-- Exercise goal --
Exactly as written, give back every record below.

-- Material supplied --
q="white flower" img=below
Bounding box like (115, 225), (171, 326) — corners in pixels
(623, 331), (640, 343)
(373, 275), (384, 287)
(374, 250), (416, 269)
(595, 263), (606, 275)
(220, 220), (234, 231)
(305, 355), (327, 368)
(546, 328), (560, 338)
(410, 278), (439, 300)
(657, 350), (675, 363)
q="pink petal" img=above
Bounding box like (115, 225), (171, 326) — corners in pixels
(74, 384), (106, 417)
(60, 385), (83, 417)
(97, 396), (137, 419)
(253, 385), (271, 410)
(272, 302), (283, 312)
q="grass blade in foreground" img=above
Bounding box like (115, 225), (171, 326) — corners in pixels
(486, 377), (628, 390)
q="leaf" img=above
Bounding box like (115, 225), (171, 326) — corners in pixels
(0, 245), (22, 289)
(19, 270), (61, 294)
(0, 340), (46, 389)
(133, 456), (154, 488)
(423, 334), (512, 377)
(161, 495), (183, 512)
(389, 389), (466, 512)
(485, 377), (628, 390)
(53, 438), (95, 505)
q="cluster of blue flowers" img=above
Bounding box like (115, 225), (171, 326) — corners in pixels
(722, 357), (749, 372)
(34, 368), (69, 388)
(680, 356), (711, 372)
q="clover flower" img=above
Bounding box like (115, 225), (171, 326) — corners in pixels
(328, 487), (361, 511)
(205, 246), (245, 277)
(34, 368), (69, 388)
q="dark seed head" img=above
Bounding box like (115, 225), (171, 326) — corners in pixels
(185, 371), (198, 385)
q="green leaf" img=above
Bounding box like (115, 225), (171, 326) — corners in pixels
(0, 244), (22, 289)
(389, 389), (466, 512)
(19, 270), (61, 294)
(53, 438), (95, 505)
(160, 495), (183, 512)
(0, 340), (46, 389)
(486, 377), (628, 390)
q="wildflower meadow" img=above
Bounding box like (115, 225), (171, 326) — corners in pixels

-- Answer space --
q="white flower" img=below
Bounding box like (115, 225), (171, 326) — corners in pixels
(623, 331), (640, 343)
(373, 275), (384, 287)
(374, 250), (416, 269)
(595, 263), (606, 275)
(220, 220), (234, 231)
(305, 355), (327, 368)
(546, 328), (560, 338)
(410, 278), (439, 300)
(657, 350), (675, 363)
q="pink petal" img=above
Bounding box like (115, 225), (171, 326) — corners in pixels
(74, 384), (106, 417)
(60, 385), (83, 417)
(97, 396), (137, 419)
(253, 385), (271, 410)
(272, 302), (283, 312)
q="grass blade in foreground" img=above
Bounding box like (115, 225), (171, 326) — corners in pixels
(486, 377), (628, 390)
q="leaf" img=above
Bounding box like (115, 225), (171, 326) — corners in pixels
(0, 245), (22, 289)
(19, 270), (61, 294)
(0, 340), (46, 389)
(133, 456), (154, 488)
(423, 334), (512, 377)
(161, 495), (183, 512)
(389, 389), (466, 512)
(485, 377), (628, 390)
(53, 438), (95, 505)
q="cluster of blue flowers" img=above
Bounding box like (115, 225), (171, 326) — corners in pixels
(722, 357), (749, 372)
(34, 368), (69, 388)
(680, 356), (711, 372)
q="clover flower" img=above
Bounding box like (115, 225), (171, 326) — corners in pixels
(328, 487), (361, 511)
(205, 246), (245, 277)
(34, 368), (69, 388)
q="dark seed head" img=above
Bounding box like (115, 225), (171, 326) — corners in pixels
(185, 371), (198, 385)
q="green leaf" img=above
Bounding box like (115, 225), (171, 326) — corners in pixels
(0, 244), (22, 289)
(389, 389), (466, 512)
(19, 270), (61, 294)
(53, 438), (95, 505)
(160, 495), (183, 512)
(0, 340), (46, 389)
(486, 377), (628, 390)
q="wildflower meadow" img=above
Bounding box like (115, 225), (171, 326) — corners in pixels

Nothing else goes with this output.